## Record excerpts
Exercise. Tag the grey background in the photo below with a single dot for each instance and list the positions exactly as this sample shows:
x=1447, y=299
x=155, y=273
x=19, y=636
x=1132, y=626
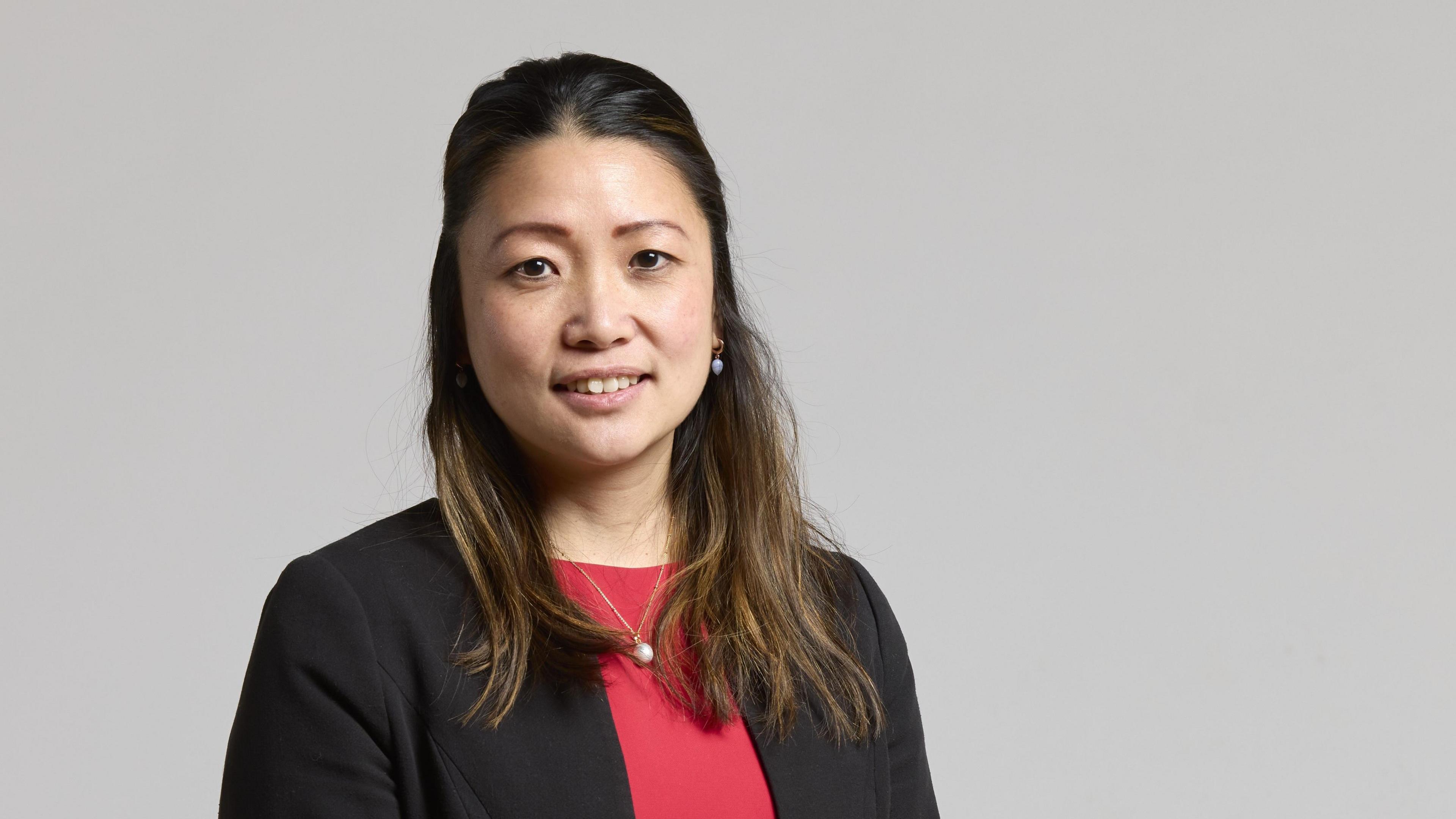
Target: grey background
x=1122, y=336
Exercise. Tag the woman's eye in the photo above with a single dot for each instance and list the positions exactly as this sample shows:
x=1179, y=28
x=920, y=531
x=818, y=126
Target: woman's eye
x=535, y=269
x=650, y=260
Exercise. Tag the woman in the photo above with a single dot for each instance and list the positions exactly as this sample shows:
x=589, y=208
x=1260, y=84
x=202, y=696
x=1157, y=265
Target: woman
x=617, y=605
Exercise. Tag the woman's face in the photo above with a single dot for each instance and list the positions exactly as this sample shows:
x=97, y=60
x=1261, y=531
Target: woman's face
x=586, y=275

## Exercise instructions
Write out all of the records above again, requests included, and move each answer point by adding 96 to both its x and y coordinates. Leave out the pictures.

## Solution
Exercise. Tag the grey background in the photo below with a single dot for each instance and list the positions exactly as this sample shows:
x=1447, y=299
x=155, y=273
x=19, y=636
x=1132, y=626
Target: grey background
x=1218, y=432
Exercise. Tag the woman's eye in the photo above with a single dot for each instance and list the positions exactly as this sample shows:
x=1179, y=28
x=920, y=531
x=818, y=126
Target: woman's eye
x=631, y=365
x=746, y=356
Exercise. Tag the woman in the photo above with a single dot for each instance and list the positions exactly as this sample shows:
x=589, y=208
x=1260, y=84
x=202, y=696
x=1157, y=265
Target: woman
x=713, y=701
Exercise. Tag the woman's face in the photo above with a single dot for each instance and list the positions exactly as this sample shows:
x=97, y=60
x=1261, y=531
Target: woman's face
x=682, y=371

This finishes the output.